**AIM OF THE TASK:** Turn part of the material below into a Markdown table with the columns Row and Line, numbering each line and skipping blank ones. Cover only the stretch from the line containing "headlight? Indicate one point per instance." through the end of the material.

— Start —

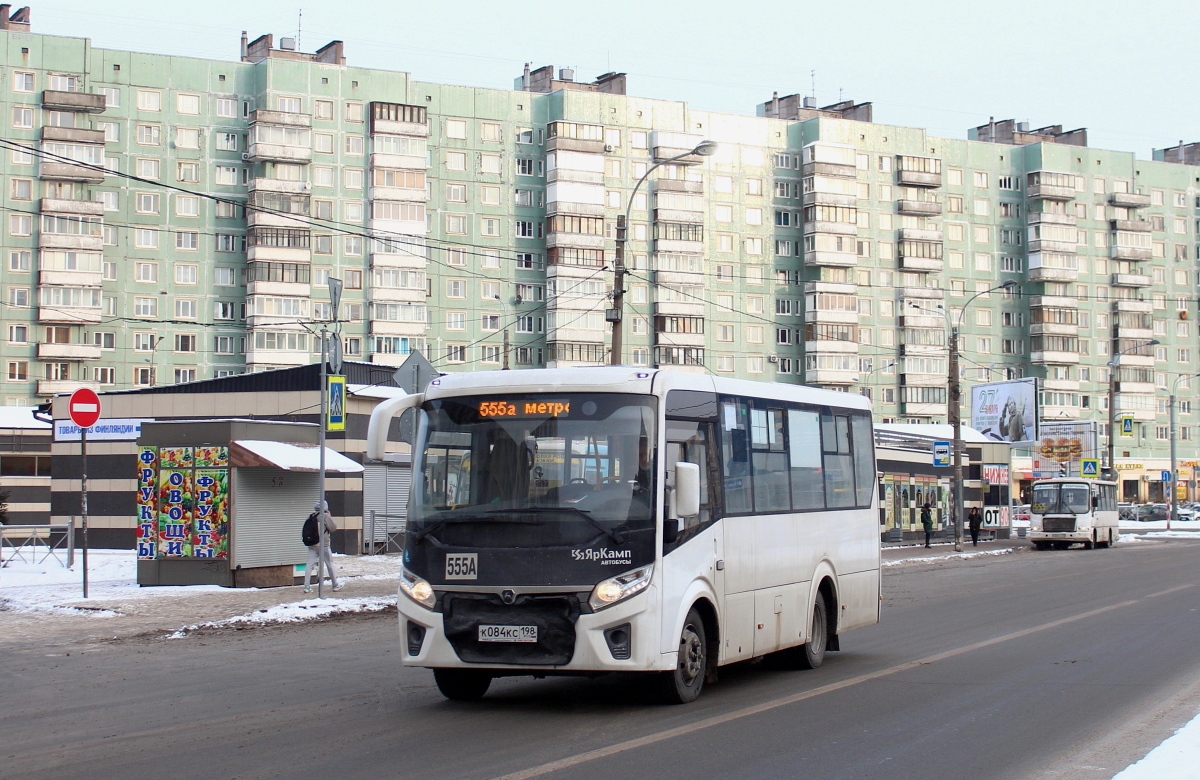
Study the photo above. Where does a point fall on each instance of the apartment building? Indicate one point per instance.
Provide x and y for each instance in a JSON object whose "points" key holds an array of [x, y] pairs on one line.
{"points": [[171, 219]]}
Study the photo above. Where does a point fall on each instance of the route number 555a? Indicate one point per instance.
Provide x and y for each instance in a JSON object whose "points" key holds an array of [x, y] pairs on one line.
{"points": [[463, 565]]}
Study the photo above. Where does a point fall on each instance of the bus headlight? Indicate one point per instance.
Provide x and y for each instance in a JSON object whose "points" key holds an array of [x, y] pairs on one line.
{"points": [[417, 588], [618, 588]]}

— End —

**THE REPLY:**
| Row | Line |
|---|---|
| 1 | Study the photo above. Where does a point fall on each instance of the bus headlight? Indicate one point per instance. |
| 2 | Provide x and y for each instance in a JSON object whose "points" key holds an array of [x, y] pairs on one line. |
| 3 | {"points": [[417, 588], [618, 588]]} |